▶ [THE TASK] Reproduce each line exactly.

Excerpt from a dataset
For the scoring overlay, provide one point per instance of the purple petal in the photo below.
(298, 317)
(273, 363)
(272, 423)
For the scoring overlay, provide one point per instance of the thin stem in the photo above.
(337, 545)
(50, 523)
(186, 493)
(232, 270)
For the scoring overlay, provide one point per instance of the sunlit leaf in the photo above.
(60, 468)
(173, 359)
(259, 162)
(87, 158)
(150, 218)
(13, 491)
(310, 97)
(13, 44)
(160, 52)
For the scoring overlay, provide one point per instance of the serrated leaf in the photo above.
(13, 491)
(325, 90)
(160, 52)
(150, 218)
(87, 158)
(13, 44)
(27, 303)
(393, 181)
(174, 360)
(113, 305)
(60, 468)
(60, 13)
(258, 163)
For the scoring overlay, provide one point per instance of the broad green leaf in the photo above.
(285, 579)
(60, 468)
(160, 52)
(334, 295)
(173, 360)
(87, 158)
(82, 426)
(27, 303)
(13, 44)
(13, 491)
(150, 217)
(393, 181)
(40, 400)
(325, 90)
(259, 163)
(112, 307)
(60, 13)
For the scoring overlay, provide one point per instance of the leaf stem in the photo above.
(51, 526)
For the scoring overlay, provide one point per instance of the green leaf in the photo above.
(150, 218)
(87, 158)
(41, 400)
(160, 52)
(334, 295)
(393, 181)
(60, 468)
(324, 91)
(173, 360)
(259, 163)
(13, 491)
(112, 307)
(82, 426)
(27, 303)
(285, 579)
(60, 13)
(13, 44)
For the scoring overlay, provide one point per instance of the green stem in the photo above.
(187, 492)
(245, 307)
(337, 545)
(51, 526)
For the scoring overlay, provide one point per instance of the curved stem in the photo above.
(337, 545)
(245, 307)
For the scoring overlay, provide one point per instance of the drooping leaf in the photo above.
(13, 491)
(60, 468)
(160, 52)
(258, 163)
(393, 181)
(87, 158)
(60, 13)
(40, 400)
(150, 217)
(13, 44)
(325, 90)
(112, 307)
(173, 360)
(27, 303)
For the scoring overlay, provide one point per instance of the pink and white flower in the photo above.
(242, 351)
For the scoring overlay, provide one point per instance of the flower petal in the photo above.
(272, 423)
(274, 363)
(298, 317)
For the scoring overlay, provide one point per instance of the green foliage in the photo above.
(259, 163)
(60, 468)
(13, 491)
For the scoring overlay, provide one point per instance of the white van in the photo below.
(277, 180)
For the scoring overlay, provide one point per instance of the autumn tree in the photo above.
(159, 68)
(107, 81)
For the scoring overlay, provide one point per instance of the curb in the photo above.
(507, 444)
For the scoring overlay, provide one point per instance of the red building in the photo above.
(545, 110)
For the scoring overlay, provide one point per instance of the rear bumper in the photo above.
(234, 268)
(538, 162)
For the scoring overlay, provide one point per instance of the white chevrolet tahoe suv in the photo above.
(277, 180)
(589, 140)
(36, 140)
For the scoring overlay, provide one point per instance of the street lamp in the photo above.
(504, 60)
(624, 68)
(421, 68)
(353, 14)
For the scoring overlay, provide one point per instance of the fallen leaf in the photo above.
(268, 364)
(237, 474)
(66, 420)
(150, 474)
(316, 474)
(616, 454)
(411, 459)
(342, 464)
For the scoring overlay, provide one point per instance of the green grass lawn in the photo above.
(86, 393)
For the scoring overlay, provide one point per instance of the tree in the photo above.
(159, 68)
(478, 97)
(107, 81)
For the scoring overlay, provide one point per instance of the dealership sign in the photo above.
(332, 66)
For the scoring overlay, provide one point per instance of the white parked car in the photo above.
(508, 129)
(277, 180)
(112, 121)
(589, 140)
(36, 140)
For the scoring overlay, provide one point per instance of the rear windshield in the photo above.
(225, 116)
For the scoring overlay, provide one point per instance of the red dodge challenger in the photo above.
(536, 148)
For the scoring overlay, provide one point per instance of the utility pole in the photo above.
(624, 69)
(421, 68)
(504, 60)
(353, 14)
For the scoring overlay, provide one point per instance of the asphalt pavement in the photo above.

▶ [ANSWER TO THIS PROBLEM]
For the scoring overlay, provide one point per instance of the purple petal in the photo below.
(298, 317)
(273, 363)
(272, 423)
For the scoring overlay, provide one point per instance of the thin stem in the photo above.
(337, 545)
(50, 523)
(186, 493)
(232, 270)
For the scoring overlay, provide one point per instance of the sunlit leaf in the photo above.
(60, 468)
(173, 359)
(259, 162)
(87, 158)
(150, 218)
(13, 491)
(310, 97)
(13, 44)
(160, 52)
For the scoring overlay, provide one point per instance of the serrated leaf in the photo above.
(13, 491)
(325, 90)
(160, 52)
(150, 218)
(87, 158)
(13, 44)
(27, 303)
(393, 181)
(174, 360)
(113, 305)
(60, 468)
(60, 13)
(258, 163)
For the scoring overlay, provide one point per instance of the broad green leaf in the photo above.
(285, 579)
(60, 468)
(160, 52)
(334, 295)
(173, 360)
(87, 158)
(82, 426)
(27, 303)
(13, 44)
(13, 491)
(150, 217)
(393, 181)
(40, 400)
(325, 90)
(259, 163)
(112, 307)
(60, 13)
For the scoring overlay, provide one point per instance of the leaf stem in the photo above.
(51, 526)
For the scoring overlay, provide one point per instance of the green leaf in the photo above.
(150, 218)
(87, 158)
(41, 400)
(160, 52)
(334, 295)
(393, 181)
(60, 468)
(324, 91)
(173, 360)
(259, 163)
(13, 491)
(112, 307)
(82, 426)
(27, 303)
(285, 579)
(60, 13)
(13, 44)
For the scoring overlay, provide one point per instance of the green stem in the photo above.
(187, 492)
(245, 307)
(337, 545)
(51, 526)
For the scoring overlay, provide one point per instance of the curved stem in the photo above.
(337, 545)
(245, 307)
For the scoring overlay, provide one point per instance of the drooping leaf in the photo above.
(13, 491)
(60, 468)
(160, 52)
(258, 163)
(393, 181)
(87, 158)
(60, 13)
(40, 400)
(150, 217)
(13, 44)
(325, 90)
(112, 307)
(173, 360)
(27, 303)
For the scoring overlay, provide one point per instance of the pink and white flower in the photo above.
(242, 351)
For the scoring overlay, provide one point per instance of the flower petal in the photo above.
(272, 423)
(274, 363)
(298, 317)
For the scoring overlay, provide one point per instance of the green foliage in the photo above.
(259, 163)
(60, 468)
(13, 491)
For the scoring overlay, provide one point per instance of the white van in the photo below.
(277, 180)
For the scoring overlay, provide one point per instance of the autumn tree in the photo above.
(159, 68)
(107, 81)
For the scoring overlay, provide one point per instance of the curb in the photo above.
(507, 444)
For the scoring overlay, provide one point per instance of the red building in the photo above.
(545, 110)
For the scoring overlay, provide one point per instance of the rear bumper in the photo above.
(234, 268)
(538, 162)
For the scoring overlay, provide one point per instance of the white chevrolet tahoe suv in the photo above.
(277, 180)
(589, 140)
(36, 140)
For the scoring overlay, provide one point per instance of the street lamp in the photo above.
(504, 60)
(624, 68)
(421, 68)
(353, 14)
For the scoring overlay, provide one point per instance of the fallen leaf in the photo above.
(268, 364)
(237, 474)
(66, 420)
(150, 474)
(316, 474)
(616, 454)
(411, 459)
(342, 464)
For the scoring overlay, provide one point per instance of the green grass lawn in the photo above.
(86, 393)
For the scoring overlay, provide one point per instance of the tree in the photo above.
(159, 68)
(478, 97)
(107, 81)
For the scoring overlay, provide one point per instance of the dealership sign in the photo above.
(332, 66)
For the scoring overlay, provide one point per instance of the white parked car in the photo above.
(508, 129)
(277, 180)
(112, 121)
(589, 140)
(36, 140)
For the scoring overlay, provide one point per instance of the rear windshield in the photo above.
(225, 116)
For the scoring overlay, provide one point per instance of the red dodge challenger in the photo above.
(536, 148)
For the scoring overlay, provide one point per instance of the utility pole in the photo above.
(624, 69)
(421, 68)
(504, 60)
(353, 14)
For the scoring overlay, provide one point per instance of the asphalt pavement in the photo above.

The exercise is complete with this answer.